**** Изучаемый текст ****

В среде английского пролетариата, организованного в социалистические партии: 1) Британскую социалистическую партию69 и 2) Независимую рабочую партию70, а также в тред-юнионы71, война вызвала то же отношение, те же разномыслия и раскол, как и в других странах. Любимый вождь Независимой рабочей партии Кейр Харди 72, известный у нас в России как «оппортунист», оказался ярым и серьезным противником английской военной партии. Он умер в начале войны на славном посту борца против войны, и эта потеря была чувствительна для английских рабочих. Другой вождь, известный в России как «единственный марксист» в Англии, аристократ Хайдман, стал отъявленным националистом и шовинистом. Некоторые русские товарищи, имевшие с ним дела еще в эпоху 1905 — 1908 годов, отзывались о нем как о двуличном политикане. Тов. Мертенс73, с.-д., работавший в Англии, эмигрант-инженер, имел данные о том, что Хайдман состоял акционером и членом правления одной пулеметной и ружейной компании. Таким образом, его «воинственное» настроение оправдывалось и некоторым «военным» доходцем.

Огромную антивоенную работу выполняла английская Независимая рабочая партия. Помимо своих парламентских выступлений эта партия развивала большую энергию вне парламентских стен. В самом начале АНРП выпустила «манифест» об отношении к войне, в котором выразила свою пацифистскую и антимилитаристскую позицию, но не смогла дать или хотя бы наметить практический выход для рабочих из создавшегося положения.

Еженедельный журнал партии «Вождь труда»74 проводил неуклонно пацифистские лозунги против войны. Издательство партии выпустило несколько десятков названий книг, брошюр и памфлетов против войны, в которых изобличалась виновность британского правительства в бойне народов. Особенно ценной была книга «Секретная дипломатия», разоблачавшая целый ряд англо-французских махинаций против Германии. За эту работу буржуазная пресса травила независимых, обвиняла их, что они продались немцам и. т. д. Правительство арестовывало журнал, брошюры и налагало запрет на типографии, но это не останавливало независимых от дальнейшей работы. Организовывались ими и публичные собрания. Полиция всячески стремилась их срывать, мобилизовывались и подсылались хулиганы, сыщики и т. п., чтобы шумом и прочими путями не давать говорить.

Деятельность Британской социалистической партии была менее ярка. Однако же и она выпускала немало листовок для борьбы с отечественным шовинизмом. Обе партии изыскивали всяческие способы для организации международной связи.

С помощью т. Литвинова, одного из старейших эмигрантов, я познакомился с одним членом парламента, независимым социалистом Андерсоном. Он ознакомил меня с той внутрипарламентской борьбой, которую вела их партия, а также с их общей работой. Товарищ проявлял большой интерес к революционной работе в России и просил меня написать для них статью или брошюру, рисующую современное положение нашей страны.

В вопросах войны профессионалисты Англии, в значительном большинстве случаев только верхи, стали на сторону своего правительства. Генеральная федерация тред-юнионов выпустила свой манифест лакейского содержания. Под ним имеются подписи нескольких федераций. Счастливым исключением является Amalgamated Society of Ingeneers, подпись «Объединенного общества механиков-металлистов» отсутствовала.

**** Исходные данные ****

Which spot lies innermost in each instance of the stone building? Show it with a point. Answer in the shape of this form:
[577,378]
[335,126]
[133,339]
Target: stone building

****

- Выполните задания
1. Какую книгу, выпущенную издательством Независимой рабочей партии, изучаемый текст называет особенно ценной?
2. Перепишите дословно часть изучаемого текста: начните с места, где стоят слова «Деятельность Британской социалистической», и остановитесь после слов «организации международной связи.».

- Ответы
1. Книгу «Секретная дипломатия».

2.
Деятельность Британской социалистической партии была менее ярка. Однако же и она выпускала немало листовок для борьбы с отечественным шовинизмом. Обе партии изыскивали всяческие способы для организации международной связи.